*** EXTRAIT CHOISI

1.8 La responsabilité à l’égard des fonds fédéraux liés à la santé

La question de la responsabilité financière a été évoquée à de nombreuses reprises au cours de nos audiences. On a fait valoir au Comité que la notion de responsabilité financière a considérablement évolué au fil des ans :

[...] Je pense que la notion de responsabilité financière a évolué. Alors qu'autrefois on essayait de retrouver la trace de la moindre dépense, on a progressivement opté pour une conception plus moderne de la responsabilité financière fondée sur l'évaluation des résultats.

On pourrait retracer l'histoire de ces transferts depuis la Seconde Guerre mondiale. En fait, on n'a jamais cessé d'essayer d'exiger des preuves de dépenses. Quand on suit l'évolution de la notion de responsabilité financière, on constate que, dans les années 40, le gouvernement fédéral faisait littéralement des inspections dans les hôpitaux provinciaux pour vérifier s'ils étaient conformes à des normes précises.

Dans les années 50, on a adopté une formule un peu plus souple, celle du partage des coûts, en vertu de laquelle nous avons convenu de partager les coûts en ce qui concerne un panier bien précis de services médicaux et hospitaliers.

Avec la création du FPE, nous avons modifié, une fois de plus, la notion de responsabilité financière qui cessait dès lors d'être fondée rigoureusement sur l'utilisation des intrants et leur comparaison. Cette nouvelle forme de responsabilité financière, fondée essentiellement sur un transfert global, s'appuyait sur quelques principes généraux; pour le reste, on comptait sur les provinces.

Depuis l'adoption du contrat social cadre, notre conception de la responsabilité financière est nettement plus axée sur les résultats que sur une justification rigoureuse des dépenses.

D'une certaine façon, on s'intéresse davantage aux extrants qu'aux intrants et notre conception de la responsabilité financière a complètement changé.(30)

******

**CONSIGNE DE TRAVAIL A**
Mettez à jour le passage de l'extrait sur la responsabilité financière compris entre « Avec la création » et « rigoureuse des dépenses. », inclus, en remplaçant « transfert global » par « financement global ».
**CONSIGNE DE TRAVAIL B**
Veuillez poursuivre l'extrait sur la responsabilité financière à partir de sa dernière phrase.

*** MATÉRIEL FOURNI

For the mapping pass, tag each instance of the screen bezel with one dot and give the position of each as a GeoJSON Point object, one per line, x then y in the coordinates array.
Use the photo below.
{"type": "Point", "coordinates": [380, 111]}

******

**RÉPONSE À L'EXERCICE A**
Avec la création du FPE, nous avons modifié, une fois de plus, la notion de responsabilité financière qui cessait dès lors d'être fondée rigoureusement sur l'utilisation des intrants et leur comparaison. Cette nouvelle forme de responsabilité financière, fondée essentiellement sur un financement global, s'appuyait sur quelques principes généraux; pour le reste, on comptait sur les provinces.

Depuis l'adoption du contrat social cadre, notre conception de la responsabilité financière est nettement plus axée sur les résultats que sur une justification rigoureuse des dépenses.

**RÉPONSE À L'EXERCICE B**
Il est clair que la notion de responsabilité financière a changé de manière radicale au cours des quarante dernières années. Le virage récent de l’évaluation des intrants à l’évaluation des résultats est particulièrement important. Durant la majeure partie du dernier siècle, l’évaluation de l’assurance-santé était basée sur les intrants. Bien que nous sachions comment les fonds destinés aux soins de santé ont été répartis entre les médecins, les établissements, les lits d’hôpitaux, etc., il est étonnant de constater notre ignorance quant au rendement de ces investissements. Nous devons entreprendre de mesurer la qualité du système de soins de santé par ses résultats et non ses intrants. C’est essentiel pour apprendre à dépenser les fonds gouvernementaux plus judicieusement.

Pour ce faire, nous avons besoin de meilleurs renseignements. Les gouvernements seront alors en mesure de prendre des décisions plus éclairées au sujet de la gestion, de la prestation et du financement des soins de santé.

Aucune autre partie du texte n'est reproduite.